#### [WHAT THE EXERCISE ASKS]
When you repeat the records, keep every word exact and drop each picture.

■ ■ ■ ■ ■

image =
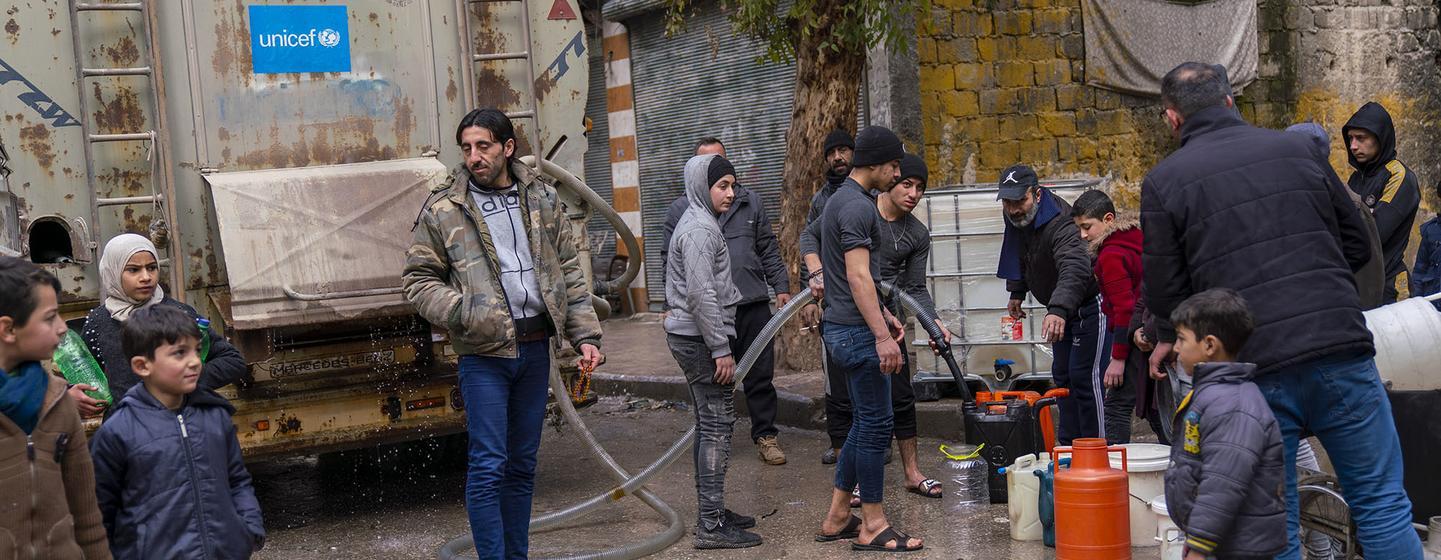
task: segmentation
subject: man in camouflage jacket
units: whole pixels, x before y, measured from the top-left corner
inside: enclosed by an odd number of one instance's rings
[[[450,331],[470,432],[466,510],[482,558],[525,558],[550,337],[600,365],[600,321],[555,189],[515,161],[504,113],[471,111],[465,157],[431,193],[406,251],[406,298]]]

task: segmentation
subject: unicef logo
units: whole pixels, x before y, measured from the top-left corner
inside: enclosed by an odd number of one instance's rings
[[[316,37],[320,46],[330,48],[340,44],[340,32],[334,29],[325,29]]]

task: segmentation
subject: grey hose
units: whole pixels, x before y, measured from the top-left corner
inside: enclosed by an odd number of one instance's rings
[[[878,285],[882,291],[894,295],[907,310],[915,313],[922,328],[925,328],[927,334],[931,336],[931,340],[937,341],[937,348],[944,352],[944,356],[949,356],[950,345],[947,343],[948,341],[945,341],[944,337],[941,336],[940,328],[937,327],[935,323],[935,315],[921,307],[914,298],[911,298],[905,294],[905,292],[892,290],[891,286],[884,282],[880,282]],[[756,360],[760,359],[761,352],[770,345],[771,340],[780,332],[781,327],[795,317],[802,307],[805,307],[806,304],[811,302],[811,299],[811,291],[809,288],[801,290],[801,293],[791,298],[790,303],[787,303],[777,311],[775,317],[772,317],[770,322],[766,323],[765,328],[761,329],[760,334],[756,337],[756,342],[751,345],[750,350],[741,357],[740,363],[736,365],[736,385],[740,385],[745,380],[746,374],[750,373],[751,368],[755,366]],[[966,390],[964,380],[961,377],[959,368],[956,367],[955,360],[947,359],[947,362],[952,368],[951,374],[960,383],[962,394],[966,395],[966,400],[970,400],[970,393]],[[650,466],[642,469],[640,473],[632,476],[601,447],[595,435],[591,433],[590,429],[585,425],[585,422],[580,418],[580,415],[576,413],[575,405],[570,402],[570,399],[564,397],[567,391],[565,383],[560,378],[558,369],[551,371],[550,386],[555,394],[561,395],[560,398],[556,399],[561,414],[567,422],[575,426],[576,430],[580,433],[581,439],[585,441],[586,447],[589,449],[591,455],[600,459],[602,463],[605,463],[607,469],[611,472],[612,476],[620,482],[620,485],[566,509],[532,518],[530,530],[543,531],[552,529],[561,523],[594,511],[600,506],[619,501],[626,495],[635,495],[636,498],[666,518],[667,527],[664,532],[627,546],[561,558],[565,560],[630,560],[655,554],[679,540],[685,533],[685,525],[682,524],[679,514],[665,502],[656,498],[649,490],[644,488],[644,486],[651,478],[654,478],[656,474],[659,474],[671,464],[675,463],[681,454],[690,448],[695,440],[695,426],[691,426],[689,430],[686,430],[686,433],[682,435],[680,439],[677,439],[676,442],[671,445],[670,449],[667,449],[654,463],[651,463]],[[452,560],[458,558],[461,552],[473,550],[474,548],[475,544],[471,541],[470,535],[462,535],[446,543],[445,546],[440,549],[440,558],[441,560]]]
[[[520,161],[521,163],[535,167],[535,156],[525,156],[520,158]],[[610,226],[615,228],[616,235],[620,236],[620,240],[625,244],[627,254],[629,254],[631,258],[626,261],[625,272],[620,275],[620,278],[609,282],[596,282],[595,294],[604,296],[606,294],[620,293],[640,274],[641,260],[643,260],[641,256],[644,253],[640,250],[640,243],[636,241],[635,234],[630,231],[630,227],[625,225],[625,220],[620,218],[620,214],[616,213],[615,208],[611,208],[609,202],[606,202],[605,199],[601,198],[595,191],[590,190],[590,187],[587,187],[575,174],[567,171],[564,167],[551,163],[550,160],[544,159],[540,160],[540,172],[554,177],[562,186],[567,187],[567,190],[575,193],[581,200],[584,200],[586,204],[589,204],[591,208],[600,212],[600,215],[605,217],[605,221],[610,222]]]

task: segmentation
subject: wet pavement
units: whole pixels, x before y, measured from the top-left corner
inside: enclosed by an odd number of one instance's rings
[[[606,398],[582,412],[596,437],[632,472],[645,467],[693,422],[685,405],[647,399]],[[812,540],[830,496],[832,467],[820,464],[827,445],[820,432],[782,428],[780,440],[790,462],[766,466],[746,438],[745,420],[736,424],[727,506],[760,517],[764,545],[733,551],[691,547],[695,486],[688,456],[651,483],[688,523],[687,535],[655,558],[835,558],[875,557],[852,553],[846,542]],[[939,441],[922,438],[922,468],[935,475]],[[464,440],[441,438],[380,450],[309,456],[250,465],[265,513],[269,542],[256,558],[429,559],[456,535],[468,531],[463,484]],[[540,451],[535,510],[567,507],[610,487],[602,466],[566,427],[547,427]],[[940,500],[906,493],[900,461],[886,472],[886,511],[892,523],[926,539],[926,550],[905,558],[1054,557],[1039,543],[1009,537],[1005,505],[964,517],[947,516]],[[664,529],[662,519],[634,499],[535,533],[533,557],[594,552],[635,541]],[[1158,557],[1155,548],[1134,549],[1134,557]]]

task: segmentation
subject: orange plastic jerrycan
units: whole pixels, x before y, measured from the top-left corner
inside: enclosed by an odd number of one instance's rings
[[[1108,453],[1121,454],[1121,469]],[[1082,438],[1057,447],[1054,457],[1071,455],[1070,468],[1056,469],[1056,558],[1128,560],[1131,557],[1130,497],[1126,448]]]

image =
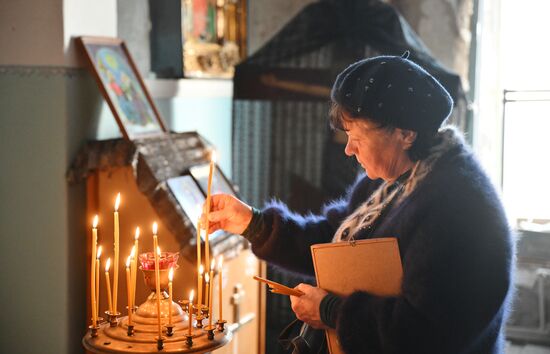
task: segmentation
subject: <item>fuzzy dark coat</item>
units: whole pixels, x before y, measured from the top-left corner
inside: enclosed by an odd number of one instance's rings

■ ■ ■ ■ ■

#### [SOLUTION TO THIS EXERCISE]
image =
task: segmentation
subject: man in camouflage jacket
units: whole pixels, x before y, measured from the top-left corner
inside: enclosed by an odd number of one instance's rings
[[[450,331],[470,432],[466,510],[482,558],[525,558],[550,337],[600,365],[600,321],[555,189],[515,161],[504,113],[471,111],[465,157],[431,193],[406,251],[406,298]]]

task: segmentation
subject: unicef logo
units: whole pixels, x before y, measured from the top-left corner
inside: enclosed by an odd number of one instance's rings
[[[316,37],[320,46],[330,48],[340,44],[340,32],[334,29],[325,29]]]

task: segmentation
subject: grey hose
units: whole pixels, x before y, measured from the top-left corner
inside: enclosed by an odd number of one instance's rings
[[[878,285],[882,291],[894,295],[907,310],[915,313],[922,328],[925,328],[927,334],[931,336],[931,340],[937,341],[937,348],[944,352],[944,356],[949,356],[950,345],[947,343],[948,341],[945,341],[944,337],[941,336],[940,328],[937,327],[935,323],[935,315],[921,307],[914,298],[911,298],[905,294],[905,292],[892,290],[891,286],[884,282],[880,282]],[[756,360],[760,359],[761,352],[770,345],[771,340],[780,332],[781,327],[795,317],[802,307],[805,307],[806,304],[811,302],[811,299],[811,291],[809,288],[801,290],[801,293],[791,298],[790,303],[787,303],[777,311],[775,317],[772,317],[770,322],[766,323],[765,328],[761,329],[760,334],[756,337],[756,342],[751,345],[750,350],[741,357],[740,363],[736,365],[736,385],[740,385],[745,380],[746,374],[750,373],[751,368],[755,366]],[[966,390],[964,380],[961,377],[959,368],[956,367],[955,360],[947,359],[947,362],[952,368],[951,374],[960,383],[962,394],[966,395],[966,400],[970,400],[970,393]],[[650,466],[642,469],[640,473],[632,476],[601,447],[595,435],[591,433],[590,429],[585,425],[585,422],[580,418],[580,415],[576,413],[575,405],[570,402],[570,399],[564,397],[567,391],[565,383],[560,378],[558,369],[551,371],[550,386],[555,394],[561,395],[560,398],[556,399],[561,414],[567,422],[575,426],[576,430],[580,433],[581,439],[585,441],[586,447],[589,449],[591,455],[600,459],[602,463],[605,463],[607,469],[611,472],[612,476],[620,482],[620,485],[566,509],[532,518],[530,530],[543,531],[552,529],[561,523],[594,511],[600,506],[619,501],[626,495],[635,495],[636,498],[666,518],[667,527],[664,532],[627,546],[561,558],[565,560],[630,560],[655,554],[679,540],[685,533],[685,525],[682,524],[679,514],[665,502],[656,498],[649,490],[644,488],[644,486],[651,478],[654,478],[656,474],[659,474],[671,464],[675,463],[681,454],[690,448],[695,440],[695,426],[691,426],[689,430],[686,430],[686,433],[682,435],[680,439],[677,439],[676,442],[671,445],[670,449],[667,449],[654,463],[651,463]],[[452,560],[458,558],[461,552],[473,550],[474,548],[475,544],[471,541],[470,535],[462,535],[446,543],[445,546],[440,549],[440,558],[441,560]]]
[[[520,161],[521,163],[535,167],[535,156],[525,156],[520,158]],[[610,226],[615,228],[616,235],[620,236],[620,240],[625,244],[627,254],[629,254],[631,258],[626,261],[625,272],[620,275],[620,278],[609,282],[596,282],[595,294],[604,296],[606,294],[620,293],[640,274],[641,260],[643,260],[641,256],[644,253],[640,250],[640,243],[636,241],[635,234],[630,231],[630,227],[625,225],[625,220],[620,218],[620,214],[616,213],[615,208],[611,208],[609,202],[606,202],[605,199],[601,198],[595,191],[590,190],[590,187],[587,187],[575,174],[567,171],[564,167],[551,163],[550,160],[544,159],[540,160],[540,172],[554,177],[562,186],[567,187],[567,190],[575,193],[581,200],[584,200],[586,204],[589,204],[591,208],[600,212],[600,215],[605,217],[605,221],[610,222]]]

task: segmentation
subject: wet pavement
units: whole pixels, x before y, measured from the top-left corner
inside: enclosed by an odd number of one instance's rings
[[[606,398],[582,412],[596,437],[632,472],[645,467],[693,422],[685,405],[647,399]],[[812,540],[830,496],[832,467],[820,464],[827,445],[820,432],[782,428],[780,440],[790,462],[766,466],[746,438],[745,420],[736,424],[727,506],[760,517],[764,545],[733,551],[691,547],[695,486],[688,456],[651,483],[688,523],[687,535],[655,558],[835,558],[875,557],[852,553],[846,542]],[[939,441],[922,438],[922,468],[935,475]],[[464,440],[441,438],[380,450],[309,456],[250,465],[265,513],[269,542],[256,558],[429,559],[456,535],[468,531],[463,484]],[[540,451],[535,510],[567,507],[610,487],[602,466],[566,427],[547,427]],[[940,500],[906,493],[900,461],[886,472],[886,511],[892,523],[926,539],[926,550],[905,558],[1054,557],[1039,543],[1009,537],[1005,505],[964,517],[947,516]],[[664,529],[662,519],[634,499],[535,533],[533,557],[594,552],[635,541]],[[1158,557],[1155,548],[1134,549],[1134,557]]]

task: segmentation
subject: orange plastic jerrycan
units: whole pixels, x before y, measured from the top-left corner
inside: enclosed by an odd number of one instance's rings
[[[1108,453],[1121,454],[1121,469]],[[1082,438],[1057,447],[1054,457],[1071,455],[1070,468],[1056,469],[1056,558],[1128,560],[1131,557],[1130,497],[1126,448]]]

image =
task: segmentation
subject: <item>fuzzy dark coat</item>
units: whole pixels, x before y, measured from the top-left corner
inside: enclosed by an odd number of one instance's rings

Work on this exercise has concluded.